_Задания_
- A) Воспроизведите часть текста «Монетизация памяти» от слов «Возвращение Толи Калашникова» до слов «Их оказалось девять.» включительно.
- B) Проверьте по тексту «Монетизация памяти» три утверждения и на каждое ответьте «да» или «нет», дословно процитировав решающие слова текста: (i) после школы Толя учился в профтехучилище на электрогазосварщика; (ii) соседские девчонки составили список из двенадцати невест; (iii) в Туле Толя строил общежитие для офицеров.
- C) Продолжите текст «Монетизация памяти» после его последнего предложения.

Монетизация памяти

26.01.2005

Логотип Северная ПравдаНи в коем случае не ставлю цель – скомпрометировать армию. Для меня нет сомнения в том, что наши парни должны пройти через армию. Иначе некому будет защищать страну, в том числе и нас, женщин. Да, они должны пройти через эту школу настоящих мужчин, но мы, матери, – против бессмысленной гибели детей в «странных войнах», мы против того, чтобы им калечили здоровье и психику в гнусной обстановке дедовщины и «зэковщины». Они должны вернуться к нам не просто живыми, но более здоровыми и сильными. Но можно ли сегодня ждать, что эти скромные надежды сбудутся? Армия пока что вызывает не уважение, а страх. Так быть не должно.

Правда, наш материал не столько о детях, сколько о матерях погибших детей. И о том, как относится к ним государство и общество. Выводы делать не будем.

Возвращение Толи Калашникова

Он вернулся к матери через шесть лет после того, как ушел в армию. В цинковом гробу.

Толя вырос в простой рабочей семье, любил спорт, музыку, мотоцикл, не отказывался ни от какой домашней работы. Соседские девчонки, увидев, как ловко выбивает он палас, в шутку составили список невест, желавших выйти замуж за такого хозяйственного парня. Их оказалось девять.

Мать, Галина Викторовна, смеялась и говорила, что она сама будет выбирать себе невестку. И необязательно из тех, кто записался в первых рядах.

Окончив школу, Толя поступил в 19-е профтехучилище. Специальность – электрогазосварщик. Хотел ли он идти в армию? Видимо, такие вопросы могут что-то значить в семьях со связями, деньгами и возможностями. Семья Калашниковых отправила сына служить. Это
было в середине девяностых.

Галина Викторовна рассказывает, что с армией Толе сначала повезло. Он попал в Рязань, в войска МВД. Писал хорошие письма, затем весточки от него перестали приходить. Через военкомат сделали запрос, оказалось, что его перевели в Тулу. Переписка возобновилась, сын сообщил, что строит общежитие для офицеров, попросил прислать теплые вещи. Галина Викторовна познакомилась с матерью его друзей. Татьяна Николаевна рассказала, как они встречали Новый год, сообщила милые для материнского сердца подробности. Ее удивила Толина хозяйственность, аккуратность. Прежде чем сесть за стол, привел в порядок свои вещи, кое-что почистил, простирнул. «Мои мальчишки не такие», – призналась она.

_Набор данных_
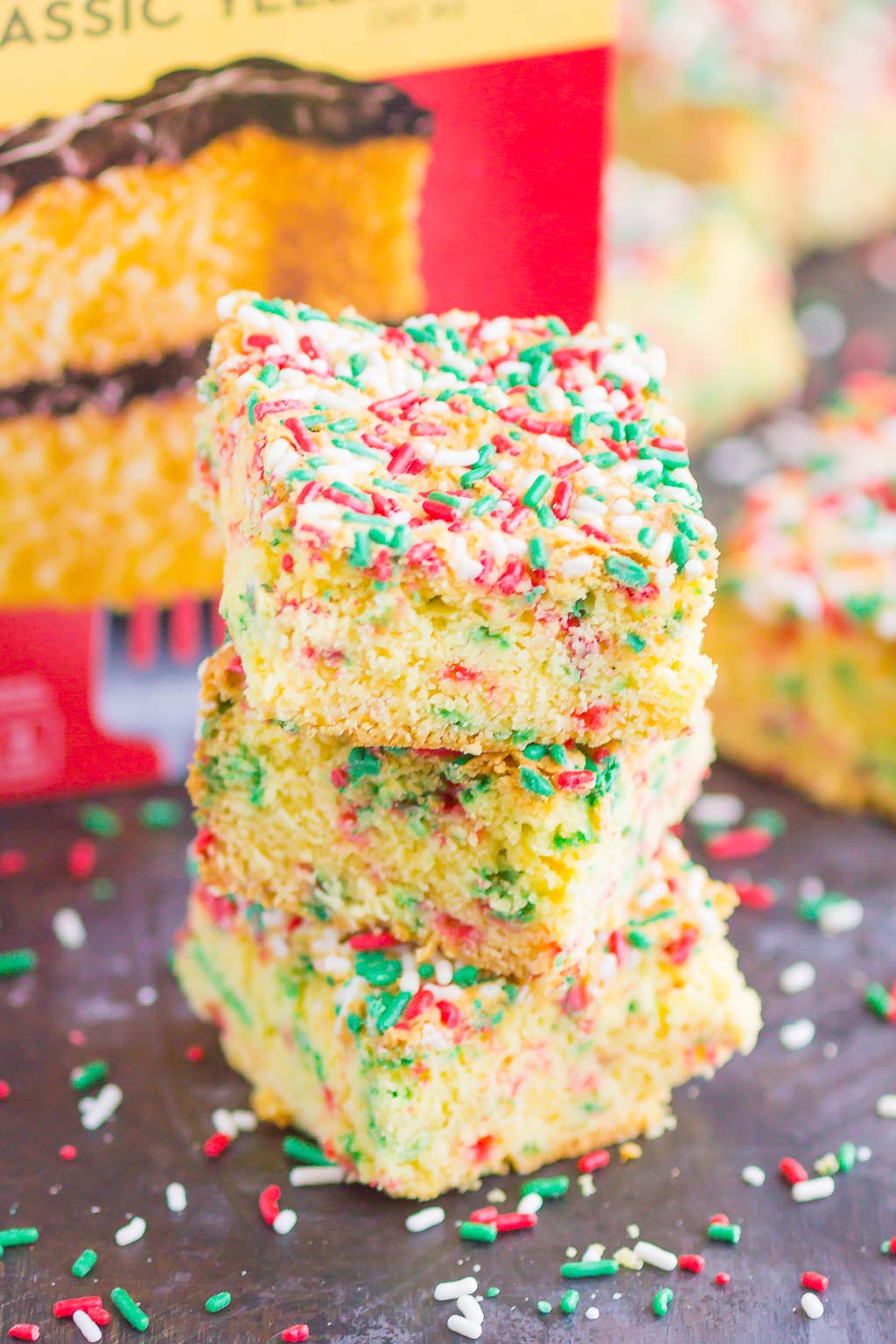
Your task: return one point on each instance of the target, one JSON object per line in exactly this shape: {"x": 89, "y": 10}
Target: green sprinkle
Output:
{"x": 846, "y": 1156}
{"x": 98, "y": 820}
{"x": 137, "y": 1318}
{"x": 680, "y": 551}
{"x": 626, "y": 571}
{"x": 306, "y": 1153}
{"x": 537, "y": 554}
{"x": 570, "y": 1301}
{"x": 18, "y": 962}
{"x": 160, "y": 814}
{"x": 549, "y": 1187}
{"x": 465, "y": 976}
{"x": 535, "y": 781}
{"x": 662, "y": 1301}
{"x": 878, "y": 1000}
{"x": 89, "y": 1075}
{"x": 83, "y": 1264}
{"x": 18, "y": 1236}
{"x": 590, "y": 1269}
{"x": 360, "y": 554}
{"x": 537, "y": 489}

_Ответы_
- A)
Возвращение Толи Калашникова

Он вернулся к матери через шесть лет после того, как ушел в армию. В цинковом гробу.

Толя вырос в простой рабочей семье, любил спорт, музыку, мотоцикл, не отказывался ни от какой домашней работы. Соседские девчонки, увидев, как ловко выбивает он палас, в шутку составили список невест, желавших выйти замуж за такого хозяйственного парня. Их оказалось девять.

- B)
(i) Да: «Окончив школу, Толя поступил в 19-е профтехучилище. Специальность – электрогазосварщик.»
(ii) Нет: «Их оказалось девять.»
(iii) Да: «сын сообщил, что строит общежитие для офицеров»

- C)
Казалось бы, можно успокоиться за сына, но зимой от него снова перестали приходить письма. На запросы через военкомат ответили, что он на учениях в Хасавюрте, затем написали, что на учениях в Урус-Мартане, через два месяца вернется. Потянулись дни тревожного ожидания, прошел месяц, другой – сын молчал. Наконец после очередного запроса родители узнали: Толя в Чечне. Первое письмо от него пришло только в июле. Видимо, он переслал его с оказией: конверт был грязный, свернут в трубочку. Сын удивлялся, почему родители не отвечают на его письма, рассказал, что попал в 101-ю бригаду, люди рядом хорошие, но в Грозном — настоящий ад.

Дальше от него снова не было ни слуху, ни духу, а в сентябре знакомые принесли газету «Труд» за 6 сентября со списками погибших в августе в Чечне. Их было 57 человек, в том числе и Толя Калашников. Можно представить себе состояние родителей. Сын погиб, а они ничего об этом не знают! Им нет никакого извещения, часть молчит, в военкомате никаких сведений.

Пока делали запрос, отец Толи поехал в Ростов-на-Дону, где стояли вагоны с неопознанными трупами. Сына не нашел, но вернулся седой. Целый месяц не находил себе места, не отвечал на вопросы, избегал людей. Однако им суждено было пережить еще одну надежду: из части
ответили, что Анатолий жив-здоров, в командировке. Но с интервалом в несколько часов пришла другая информация, по частным каналам: он все-таки погиб.

Осенью Галина Викторовна узнала, что из Москвы пошли поезда в Грозный. И она решила ехать за сыном. Только вот за мертвым или живым? Сердце ныло и болело, но она везла с собой сумки с его любимыми лакомствами, булки, газировку, изюм в шоколаде. Специально просила в «Лакомке», чтобы конфеты были свежие.

Чеченские проводницы относились к женщинам сочувственно, предупредили, что на вокзале выходить нельзя, там боевики, надо прыгать на ходу. Прыгать так прыгать. Подумаешь, подножкой срезало каблук, главное – она у цели. Разыскав часть, сказала на КПП:

– Я мать Толи Калашникова.

Парни опустили глаза.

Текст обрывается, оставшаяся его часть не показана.